"""

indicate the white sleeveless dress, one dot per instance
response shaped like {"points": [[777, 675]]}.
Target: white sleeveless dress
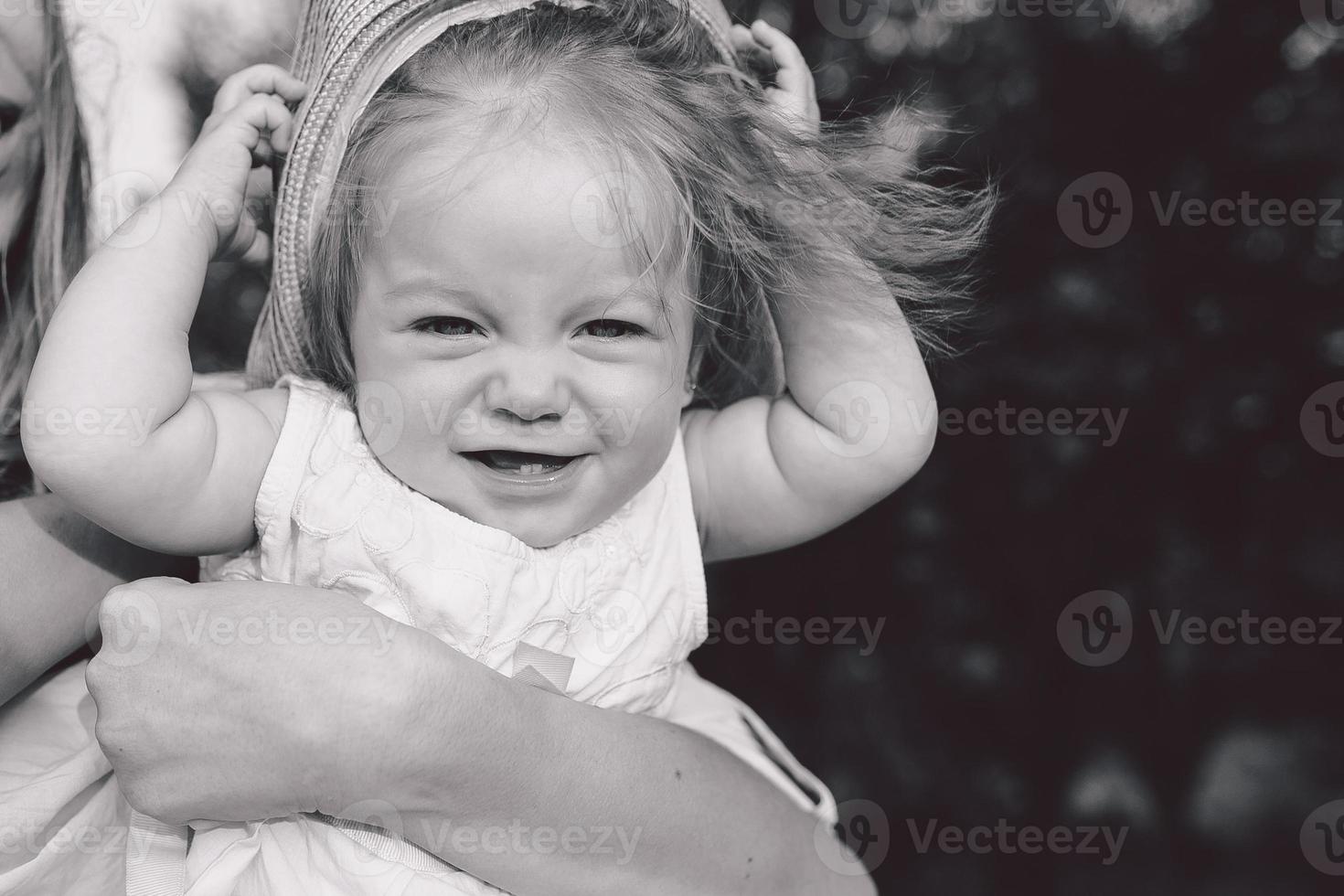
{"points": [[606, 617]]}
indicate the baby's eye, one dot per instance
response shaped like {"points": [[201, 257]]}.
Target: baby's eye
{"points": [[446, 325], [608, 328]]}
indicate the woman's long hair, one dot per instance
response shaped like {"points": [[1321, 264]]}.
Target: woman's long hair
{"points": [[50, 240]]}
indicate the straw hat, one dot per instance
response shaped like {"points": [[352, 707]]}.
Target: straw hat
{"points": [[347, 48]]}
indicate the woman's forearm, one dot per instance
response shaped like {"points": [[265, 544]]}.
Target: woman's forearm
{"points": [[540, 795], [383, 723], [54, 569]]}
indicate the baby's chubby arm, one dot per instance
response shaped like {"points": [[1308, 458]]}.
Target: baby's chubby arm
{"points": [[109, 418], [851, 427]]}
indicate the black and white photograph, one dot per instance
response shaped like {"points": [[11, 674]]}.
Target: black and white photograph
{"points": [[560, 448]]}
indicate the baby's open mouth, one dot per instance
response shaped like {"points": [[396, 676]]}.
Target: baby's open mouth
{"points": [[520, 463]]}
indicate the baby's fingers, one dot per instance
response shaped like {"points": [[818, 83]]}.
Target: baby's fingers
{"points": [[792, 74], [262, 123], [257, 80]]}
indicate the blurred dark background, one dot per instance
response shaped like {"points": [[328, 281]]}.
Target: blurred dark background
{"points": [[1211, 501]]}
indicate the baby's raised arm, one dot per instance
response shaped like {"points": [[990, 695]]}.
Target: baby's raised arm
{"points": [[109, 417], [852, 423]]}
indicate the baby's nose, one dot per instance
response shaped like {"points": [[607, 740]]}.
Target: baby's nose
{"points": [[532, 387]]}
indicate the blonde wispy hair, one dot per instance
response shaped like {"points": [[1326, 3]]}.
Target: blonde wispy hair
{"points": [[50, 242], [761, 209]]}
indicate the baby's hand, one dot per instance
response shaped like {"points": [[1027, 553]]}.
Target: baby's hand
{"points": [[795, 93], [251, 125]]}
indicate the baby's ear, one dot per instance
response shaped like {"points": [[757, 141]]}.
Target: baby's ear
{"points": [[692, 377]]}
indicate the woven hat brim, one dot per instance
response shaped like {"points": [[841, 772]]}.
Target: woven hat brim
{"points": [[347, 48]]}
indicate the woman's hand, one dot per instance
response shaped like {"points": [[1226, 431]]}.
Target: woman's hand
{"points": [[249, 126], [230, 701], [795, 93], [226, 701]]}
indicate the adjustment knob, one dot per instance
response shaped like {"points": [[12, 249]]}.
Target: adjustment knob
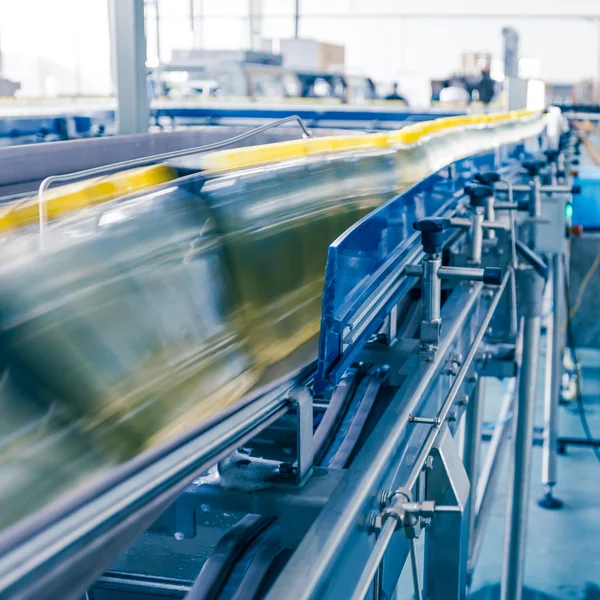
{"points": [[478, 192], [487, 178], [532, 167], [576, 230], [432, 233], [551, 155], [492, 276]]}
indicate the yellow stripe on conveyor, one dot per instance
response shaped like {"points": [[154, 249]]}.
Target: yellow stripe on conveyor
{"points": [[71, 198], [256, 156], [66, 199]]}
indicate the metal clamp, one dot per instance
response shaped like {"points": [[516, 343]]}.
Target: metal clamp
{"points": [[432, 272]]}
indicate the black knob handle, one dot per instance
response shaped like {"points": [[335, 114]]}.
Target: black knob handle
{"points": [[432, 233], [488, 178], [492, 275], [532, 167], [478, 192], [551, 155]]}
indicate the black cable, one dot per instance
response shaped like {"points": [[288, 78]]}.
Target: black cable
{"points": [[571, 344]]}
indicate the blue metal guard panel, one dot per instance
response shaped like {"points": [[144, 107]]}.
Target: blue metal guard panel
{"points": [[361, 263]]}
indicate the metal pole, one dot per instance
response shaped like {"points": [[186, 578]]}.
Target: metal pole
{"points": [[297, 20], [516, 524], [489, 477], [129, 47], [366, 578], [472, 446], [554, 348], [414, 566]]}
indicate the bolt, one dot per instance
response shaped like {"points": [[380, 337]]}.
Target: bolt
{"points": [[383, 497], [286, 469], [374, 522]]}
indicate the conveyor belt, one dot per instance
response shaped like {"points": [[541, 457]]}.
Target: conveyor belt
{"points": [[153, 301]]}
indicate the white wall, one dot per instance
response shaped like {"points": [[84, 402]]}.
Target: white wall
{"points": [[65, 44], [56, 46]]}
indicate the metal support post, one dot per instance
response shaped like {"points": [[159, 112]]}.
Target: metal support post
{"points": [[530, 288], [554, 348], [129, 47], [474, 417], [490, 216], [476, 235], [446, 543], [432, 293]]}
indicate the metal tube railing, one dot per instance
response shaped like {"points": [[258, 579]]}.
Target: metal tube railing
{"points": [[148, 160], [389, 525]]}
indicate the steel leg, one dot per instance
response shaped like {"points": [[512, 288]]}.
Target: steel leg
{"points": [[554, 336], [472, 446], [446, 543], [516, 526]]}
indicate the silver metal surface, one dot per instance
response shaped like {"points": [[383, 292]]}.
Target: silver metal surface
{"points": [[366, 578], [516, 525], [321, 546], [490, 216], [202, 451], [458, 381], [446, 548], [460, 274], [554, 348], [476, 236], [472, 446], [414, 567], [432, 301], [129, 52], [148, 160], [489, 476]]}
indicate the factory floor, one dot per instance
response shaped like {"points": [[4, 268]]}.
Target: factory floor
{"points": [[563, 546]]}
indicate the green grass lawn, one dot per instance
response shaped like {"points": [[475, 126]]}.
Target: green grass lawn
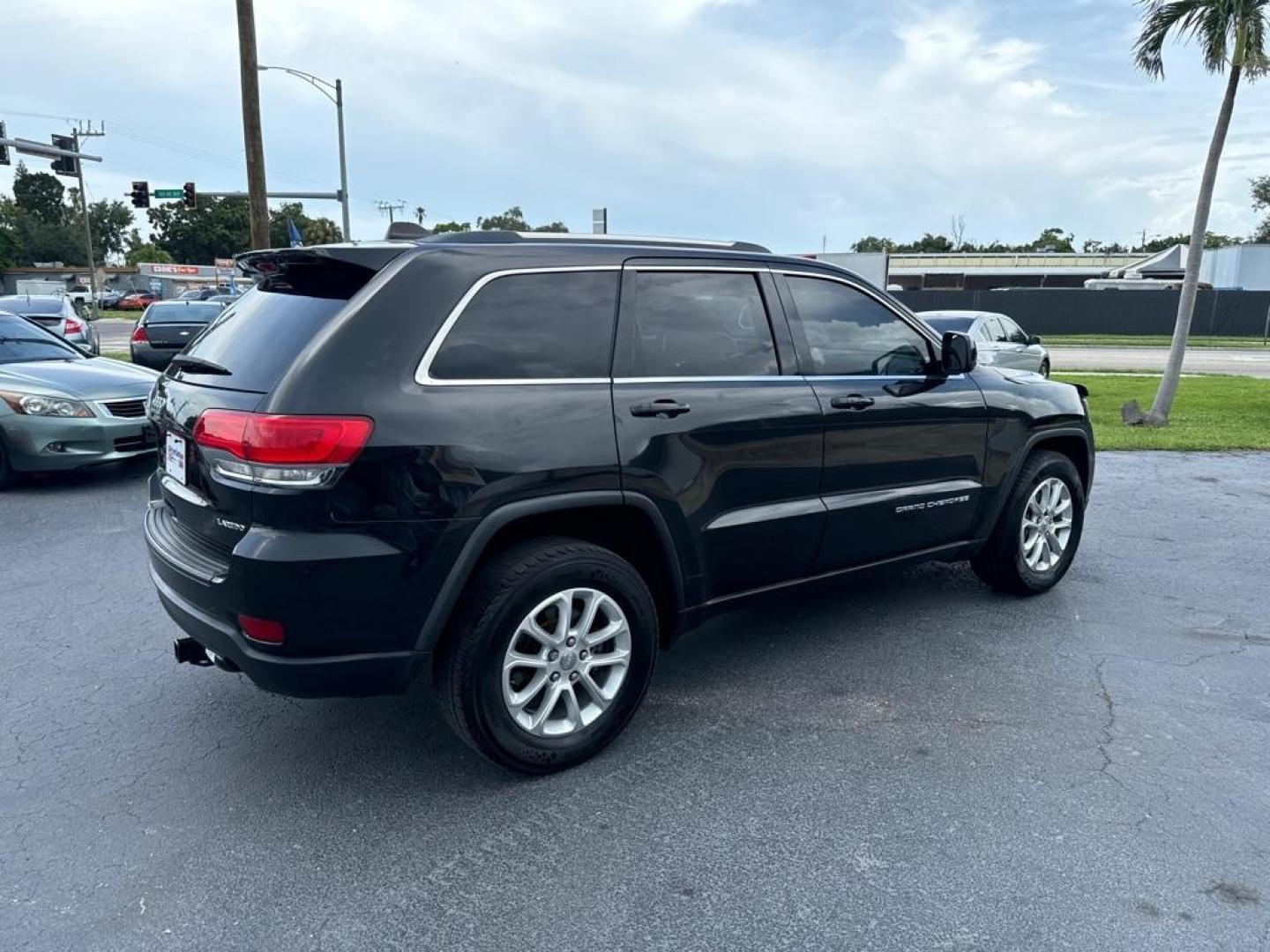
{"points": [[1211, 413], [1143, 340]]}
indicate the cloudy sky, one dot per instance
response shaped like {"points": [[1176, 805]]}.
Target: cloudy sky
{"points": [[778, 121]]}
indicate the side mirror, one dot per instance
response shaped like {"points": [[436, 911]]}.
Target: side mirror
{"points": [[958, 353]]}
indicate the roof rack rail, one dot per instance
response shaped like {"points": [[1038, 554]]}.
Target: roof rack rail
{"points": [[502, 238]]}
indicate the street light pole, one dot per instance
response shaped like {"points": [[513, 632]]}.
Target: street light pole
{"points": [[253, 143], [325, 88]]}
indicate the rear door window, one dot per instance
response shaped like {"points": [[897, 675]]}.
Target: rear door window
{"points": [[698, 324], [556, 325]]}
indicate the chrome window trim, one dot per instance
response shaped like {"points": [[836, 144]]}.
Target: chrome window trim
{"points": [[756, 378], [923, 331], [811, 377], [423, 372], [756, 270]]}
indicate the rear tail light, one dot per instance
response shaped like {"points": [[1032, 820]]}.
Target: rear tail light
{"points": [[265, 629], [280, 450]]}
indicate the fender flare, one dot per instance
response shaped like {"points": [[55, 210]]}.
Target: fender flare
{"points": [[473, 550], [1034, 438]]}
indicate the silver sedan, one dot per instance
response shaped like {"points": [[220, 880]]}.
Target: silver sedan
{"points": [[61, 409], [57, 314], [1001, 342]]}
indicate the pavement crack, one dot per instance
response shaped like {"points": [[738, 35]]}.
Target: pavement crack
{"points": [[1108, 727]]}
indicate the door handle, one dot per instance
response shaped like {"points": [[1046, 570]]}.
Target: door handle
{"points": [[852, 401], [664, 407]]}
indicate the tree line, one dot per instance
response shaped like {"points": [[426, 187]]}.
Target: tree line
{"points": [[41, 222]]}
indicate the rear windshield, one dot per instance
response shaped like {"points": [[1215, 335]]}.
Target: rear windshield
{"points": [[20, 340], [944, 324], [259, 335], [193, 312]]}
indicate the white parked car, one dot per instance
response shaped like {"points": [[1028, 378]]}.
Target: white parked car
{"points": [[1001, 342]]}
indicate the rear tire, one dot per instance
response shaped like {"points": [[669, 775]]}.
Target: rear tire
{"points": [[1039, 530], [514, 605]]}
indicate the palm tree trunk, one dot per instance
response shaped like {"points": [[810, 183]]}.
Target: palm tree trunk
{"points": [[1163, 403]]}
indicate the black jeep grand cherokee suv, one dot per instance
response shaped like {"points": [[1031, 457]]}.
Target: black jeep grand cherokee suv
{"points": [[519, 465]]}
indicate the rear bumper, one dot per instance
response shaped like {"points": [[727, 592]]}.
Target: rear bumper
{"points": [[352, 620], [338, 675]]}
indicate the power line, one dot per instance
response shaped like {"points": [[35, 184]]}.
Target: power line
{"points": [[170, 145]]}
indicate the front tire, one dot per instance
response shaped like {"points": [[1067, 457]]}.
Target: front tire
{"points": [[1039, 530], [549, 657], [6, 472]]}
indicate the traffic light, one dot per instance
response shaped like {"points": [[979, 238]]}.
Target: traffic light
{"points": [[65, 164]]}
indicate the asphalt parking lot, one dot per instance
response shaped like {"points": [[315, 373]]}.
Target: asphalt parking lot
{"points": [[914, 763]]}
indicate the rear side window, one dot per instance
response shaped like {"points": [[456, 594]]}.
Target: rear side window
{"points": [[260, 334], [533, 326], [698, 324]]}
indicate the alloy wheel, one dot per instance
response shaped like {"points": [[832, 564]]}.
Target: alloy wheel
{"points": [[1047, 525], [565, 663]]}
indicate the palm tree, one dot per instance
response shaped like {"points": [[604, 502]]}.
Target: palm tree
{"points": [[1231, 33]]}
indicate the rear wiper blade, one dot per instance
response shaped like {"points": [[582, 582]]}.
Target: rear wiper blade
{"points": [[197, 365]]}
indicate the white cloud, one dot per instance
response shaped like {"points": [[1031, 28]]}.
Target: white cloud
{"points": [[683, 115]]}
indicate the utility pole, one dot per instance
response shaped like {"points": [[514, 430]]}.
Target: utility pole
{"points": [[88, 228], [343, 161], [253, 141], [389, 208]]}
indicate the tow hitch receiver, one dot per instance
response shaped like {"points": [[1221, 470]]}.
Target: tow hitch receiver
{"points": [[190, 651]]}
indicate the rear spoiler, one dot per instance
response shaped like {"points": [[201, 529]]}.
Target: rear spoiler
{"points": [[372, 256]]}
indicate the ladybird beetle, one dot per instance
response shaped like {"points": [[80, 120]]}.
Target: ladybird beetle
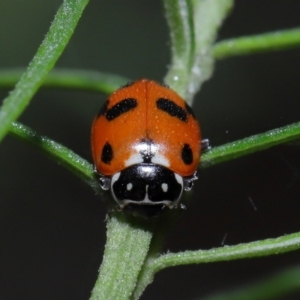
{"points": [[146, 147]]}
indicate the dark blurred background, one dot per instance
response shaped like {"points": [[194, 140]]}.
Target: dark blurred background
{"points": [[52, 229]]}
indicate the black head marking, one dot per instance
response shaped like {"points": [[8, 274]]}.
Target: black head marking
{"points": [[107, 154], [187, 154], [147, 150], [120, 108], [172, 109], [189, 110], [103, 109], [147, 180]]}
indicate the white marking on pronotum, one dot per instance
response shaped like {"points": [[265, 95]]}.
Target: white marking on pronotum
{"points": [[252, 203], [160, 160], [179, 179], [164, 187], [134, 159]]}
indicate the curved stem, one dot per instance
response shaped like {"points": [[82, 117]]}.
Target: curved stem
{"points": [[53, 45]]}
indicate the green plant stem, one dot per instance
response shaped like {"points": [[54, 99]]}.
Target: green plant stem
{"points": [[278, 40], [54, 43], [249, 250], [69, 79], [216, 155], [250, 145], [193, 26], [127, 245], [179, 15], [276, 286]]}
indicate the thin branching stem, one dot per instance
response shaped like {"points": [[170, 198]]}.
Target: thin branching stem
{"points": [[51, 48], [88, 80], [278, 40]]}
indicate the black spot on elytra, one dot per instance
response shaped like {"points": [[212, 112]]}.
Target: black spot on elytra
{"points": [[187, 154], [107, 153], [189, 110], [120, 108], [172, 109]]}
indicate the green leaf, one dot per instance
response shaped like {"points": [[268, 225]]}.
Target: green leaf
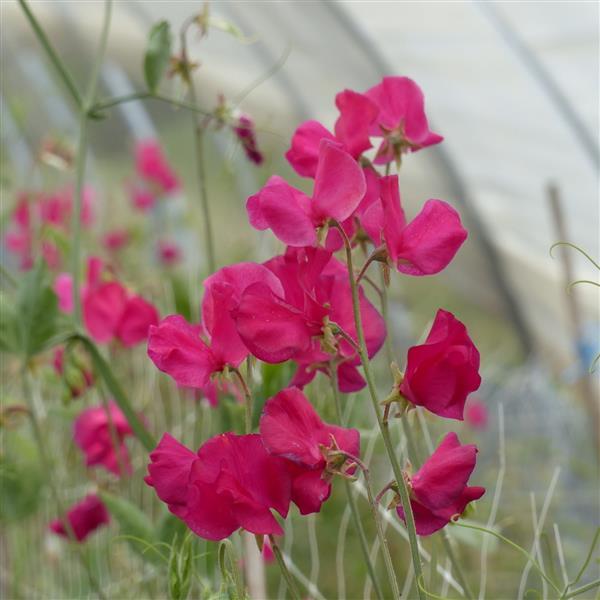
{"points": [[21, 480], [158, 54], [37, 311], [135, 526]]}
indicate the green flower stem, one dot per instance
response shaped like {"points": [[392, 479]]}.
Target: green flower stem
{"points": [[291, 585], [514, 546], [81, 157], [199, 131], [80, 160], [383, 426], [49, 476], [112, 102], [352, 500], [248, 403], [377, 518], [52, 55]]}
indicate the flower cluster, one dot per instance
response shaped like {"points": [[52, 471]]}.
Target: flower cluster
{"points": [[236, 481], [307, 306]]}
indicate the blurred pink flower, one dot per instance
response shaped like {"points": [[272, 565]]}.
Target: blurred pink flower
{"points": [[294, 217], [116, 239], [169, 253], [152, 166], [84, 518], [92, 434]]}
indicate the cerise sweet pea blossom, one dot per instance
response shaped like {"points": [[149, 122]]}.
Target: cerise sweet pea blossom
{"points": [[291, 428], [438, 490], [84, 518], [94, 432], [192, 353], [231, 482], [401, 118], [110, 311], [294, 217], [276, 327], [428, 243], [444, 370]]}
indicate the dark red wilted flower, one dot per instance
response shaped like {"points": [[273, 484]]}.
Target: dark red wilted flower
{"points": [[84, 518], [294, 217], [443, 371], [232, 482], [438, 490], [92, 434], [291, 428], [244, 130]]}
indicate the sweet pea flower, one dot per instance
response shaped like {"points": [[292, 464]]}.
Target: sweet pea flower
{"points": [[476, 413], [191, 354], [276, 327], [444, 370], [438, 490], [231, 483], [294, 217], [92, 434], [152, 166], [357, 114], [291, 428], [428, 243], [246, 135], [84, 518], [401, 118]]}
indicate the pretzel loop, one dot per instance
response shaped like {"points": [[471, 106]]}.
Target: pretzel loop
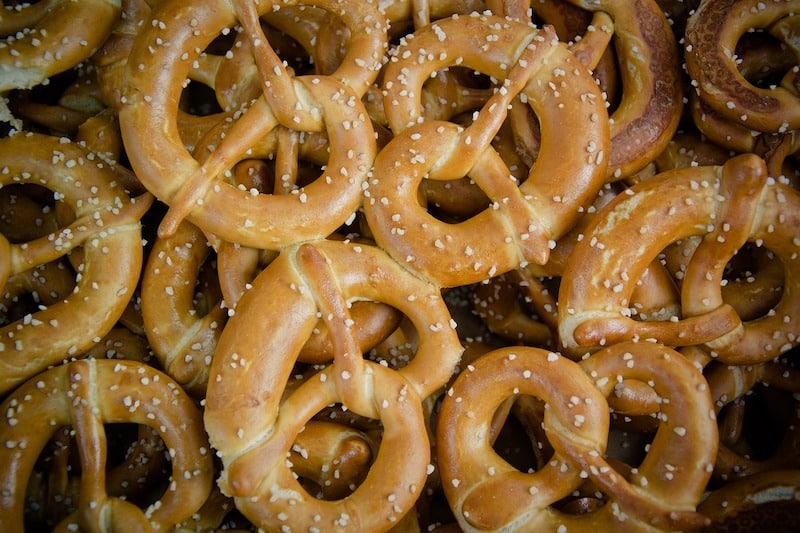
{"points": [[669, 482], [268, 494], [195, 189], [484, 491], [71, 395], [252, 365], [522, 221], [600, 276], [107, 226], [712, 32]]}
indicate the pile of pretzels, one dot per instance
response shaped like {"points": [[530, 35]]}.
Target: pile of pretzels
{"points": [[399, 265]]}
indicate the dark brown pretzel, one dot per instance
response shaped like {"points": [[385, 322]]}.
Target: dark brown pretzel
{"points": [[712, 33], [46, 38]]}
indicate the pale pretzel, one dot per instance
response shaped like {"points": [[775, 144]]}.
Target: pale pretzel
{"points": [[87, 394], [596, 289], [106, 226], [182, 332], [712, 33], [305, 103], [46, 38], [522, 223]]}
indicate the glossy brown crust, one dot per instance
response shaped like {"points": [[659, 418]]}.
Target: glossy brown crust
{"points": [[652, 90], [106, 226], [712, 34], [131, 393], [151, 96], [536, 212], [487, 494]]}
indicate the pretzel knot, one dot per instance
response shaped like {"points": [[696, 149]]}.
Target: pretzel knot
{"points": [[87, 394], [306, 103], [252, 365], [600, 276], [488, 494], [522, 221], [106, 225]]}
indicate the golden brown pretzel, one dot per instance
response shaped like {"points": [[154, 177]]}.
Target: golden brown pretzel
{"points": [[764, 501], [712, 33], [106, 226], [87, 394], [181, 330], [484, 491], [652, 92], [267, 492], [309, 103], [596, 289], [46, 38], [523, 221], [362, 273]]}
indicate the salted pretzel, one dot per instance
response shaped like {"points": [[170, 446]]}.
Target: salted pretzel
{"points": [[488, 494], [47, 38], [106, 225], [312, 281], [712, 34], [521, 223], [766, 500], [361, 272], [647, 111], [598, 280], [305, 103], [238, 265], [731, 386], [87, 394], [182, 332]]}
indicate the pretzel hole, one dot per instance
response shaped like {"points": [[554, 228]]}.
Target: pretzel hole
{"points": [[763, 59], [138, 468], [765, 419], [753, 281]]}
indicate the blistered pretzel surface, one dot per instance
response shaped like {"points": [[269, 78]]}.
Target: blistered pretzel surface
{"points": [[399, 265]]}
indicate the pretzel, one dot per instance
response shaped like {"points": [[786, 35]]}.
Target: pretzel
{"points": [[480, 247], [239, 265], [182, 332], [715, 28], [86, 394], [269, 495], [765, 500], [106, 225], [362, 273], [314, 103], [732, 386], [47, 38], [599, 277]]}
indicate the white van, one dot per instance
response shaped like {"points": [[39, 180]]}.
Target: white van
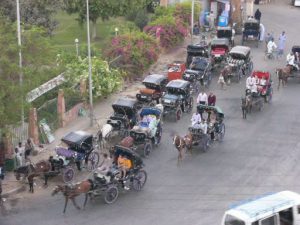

"""

- Given problem -
Pass over all pictures while writing out the lines from the line with "indicate the pretzel hole, one" through the last line exactly.

- Expected output -
indicate the pretzel hole, one dot per instance
response shaped like {"points": [[554, 228]]}.
Target: pretzel hole
{"points": [[763, 59], [138, 468], [765, 419], [753, 281]]}
indicate the blistered pretzel surface, one dot per instance
response shaped like {"points": [[269, 78]]}.
Target: blistered pretzel surface
{"points": [[399, 265]]}
indicate the pretzel, one dot per instance
response shaped like {"points": [[786, 35]]}.
Target: pretzel
{"points": [[480, 247], [239, 265], [182, 332], [715, 28], [86, 394], [269, 495], [765, 500], [106, 225], [362, 273], [314, 103], [732, 386], [47, 38], [599, 277]]}
indicate the white van, one dot per instance
response shaped like {"points": [[39, 180]]}.
Target: white van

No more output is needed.